Turn the lines from the one containing "Query: <item>blue sky</item>" through the last line of the rows, both ends included, into a numbered list with blank lines left out.
►
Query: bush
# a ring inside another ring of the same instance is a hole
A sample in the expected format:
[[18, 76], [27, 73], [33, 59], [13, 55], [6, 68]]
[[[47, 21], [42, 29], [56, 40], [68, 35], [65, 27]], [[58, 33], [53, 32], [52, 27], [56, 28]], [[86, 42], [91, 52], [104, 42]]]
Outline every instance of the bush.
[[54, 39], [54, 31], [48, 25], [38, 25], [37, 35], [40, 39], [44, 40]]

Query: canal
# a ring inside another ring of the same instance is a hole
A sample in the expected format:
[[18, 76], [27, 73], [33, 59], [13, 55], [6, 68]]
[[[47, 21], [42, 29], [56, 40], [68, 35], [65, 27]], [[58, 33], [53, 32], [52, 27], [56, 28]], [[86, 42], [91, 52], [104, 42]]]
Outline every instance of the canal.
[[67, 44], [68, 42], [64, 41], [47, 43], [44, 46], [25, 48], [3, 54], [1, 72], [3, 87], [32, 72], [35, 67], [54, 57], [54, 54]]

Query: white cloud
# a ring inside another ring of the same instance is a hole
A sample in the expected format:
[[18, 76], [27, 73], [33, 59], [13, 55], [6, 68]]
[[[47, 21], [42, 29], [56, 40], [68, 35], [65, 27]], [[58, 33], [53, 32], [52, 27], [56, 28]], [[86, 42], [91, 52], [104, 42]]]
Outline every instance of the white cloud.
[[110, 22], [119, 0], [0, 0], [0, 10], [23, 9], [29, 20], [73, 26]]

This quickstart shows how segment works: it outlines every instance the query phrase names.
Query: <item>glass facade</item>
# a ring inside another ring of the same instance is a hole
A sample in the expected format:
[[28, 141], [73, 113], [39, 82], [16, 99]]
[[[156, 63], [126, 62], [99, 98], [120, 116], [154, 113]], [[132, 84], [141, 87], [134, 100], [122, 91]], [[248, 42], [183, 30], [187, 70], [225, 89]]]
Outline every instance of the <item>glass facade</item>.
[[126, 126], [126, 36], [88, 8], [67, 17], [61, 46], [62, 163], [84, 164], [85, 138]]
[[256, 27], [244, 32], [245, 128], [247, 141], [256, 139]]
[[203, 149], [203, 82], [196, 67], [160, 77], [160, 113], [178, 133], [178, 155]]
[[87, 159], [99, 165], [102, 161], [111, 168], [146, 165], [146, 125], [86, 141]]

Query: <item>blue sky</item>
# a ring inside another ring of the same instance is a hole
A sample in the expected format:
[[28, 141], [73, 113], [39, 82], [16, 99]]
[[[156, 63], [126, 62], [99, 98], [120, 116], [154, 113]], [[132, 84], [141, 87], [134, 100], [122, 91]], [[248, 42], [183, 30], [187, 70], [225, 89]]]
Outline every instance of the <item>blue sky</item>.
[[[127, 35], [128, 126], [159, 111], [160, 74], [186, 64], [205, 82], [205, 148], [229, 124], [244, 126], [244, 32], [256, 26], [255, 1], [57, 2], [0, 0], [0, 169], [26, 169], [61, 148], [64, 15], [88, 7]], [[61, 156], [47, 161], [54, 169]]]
◄
- Correct output
1. Query: <item>blue sky</item>
2. # a ring inside another ring of the same instance is a hole
3. A sample in the expected format:
4. [[28, 141], [73, 113], [39, 82], [16, 99]]
5. [[[156, 63], [126, 62], [99, 98], [120, 116], [154, 113]], [[132, 84], [141, 87], [134, 100], [122, 91]], [[248, 42], [183, 30], [187, 70], [225, 89]]]
6. Outline every instance of the <item>blue sky</item>.
7. [[[127, 35], [128, 126], [159, 111], [160, 74], [186, 64], [205, 82], [205, 148], [229, 124], [244, 126], [244, 32], [256, 26], [255, 1], [57, 2], [0, 0], [0, 169], [26, 169], [61, 148], [64, 15], [88, 7]], [[61, 156], [47, 161], [54, 169]]]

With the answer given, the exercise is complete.